Entries:

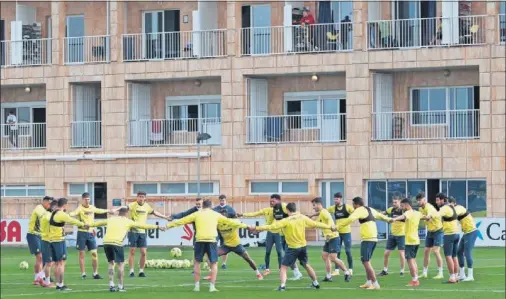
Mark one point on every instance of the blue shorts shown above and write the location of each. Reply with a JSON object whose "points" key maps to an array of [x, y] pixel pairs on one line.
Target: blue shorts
{"points": [[396, 241], [58, 251], [434, 239], [411, 251], [33, 243], [203, 248], [86, 240], [366, 250], [451, 243], [294, 254], [332, 245], [239, 249], [137, 240], [46, 252]]}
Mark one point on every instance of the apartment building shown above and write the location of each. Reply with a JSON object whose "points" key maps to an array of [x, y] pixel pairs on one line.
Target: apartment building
{"points": [[376, 99]]}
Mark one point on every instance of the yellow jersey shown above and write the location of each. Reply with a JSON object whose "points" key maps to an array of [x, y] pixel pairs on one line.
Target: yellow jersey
{"points": [[397, 228], [206, 224], [139, 213], [57, 221], [466, 220], [434, 224], [326, 218], [34, 222], [230, 234], [340, 214], [86, 215], [412, 222], [118, 227], [294, 228], [449, 216], [367, 218]]}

The task: Copy every line of the records above verbatim, omitting the picture.

Answer to this problem:
Mark one point on every instance of the blue shorts shown above and write the location of each. Reply with a JSON object whose "points" key maps to an array of [x, y] pixel pairs on one line.
Target: blue shorts
{"points": [[396, 241], [58, 251], [434, 239], [411, 251], [33, 243], [203, 248], [86, 240], [366, 250], [451, 243], [294, 254], [332, 245], [239, 249], [137, 240], [46, 252]]}
Mark one point on every instance of the apartment building shown above and write the location of each. Reply with a JSON object whose "points" key maps to an array of [x, y] pixel pairs on one line.
Target: apartment building
{"points": [[376, 99]]}
Mark one point on every instance of the yellow jersey shown above and write the location of each. Reply with a JSON object whose "points" key maps to an array of [x, y] pixel pairs on one line.
Target: yellow jersey
{"points": [[397, 228], [206, 224], [139, 213], [57, 221], [466, 220], [434, 224], [326, 218], [34, 222], [230, 234], [340, 214], [86, 215], [412, 222], [118, 227], [294, 228], [449, 216], [367, 218]]}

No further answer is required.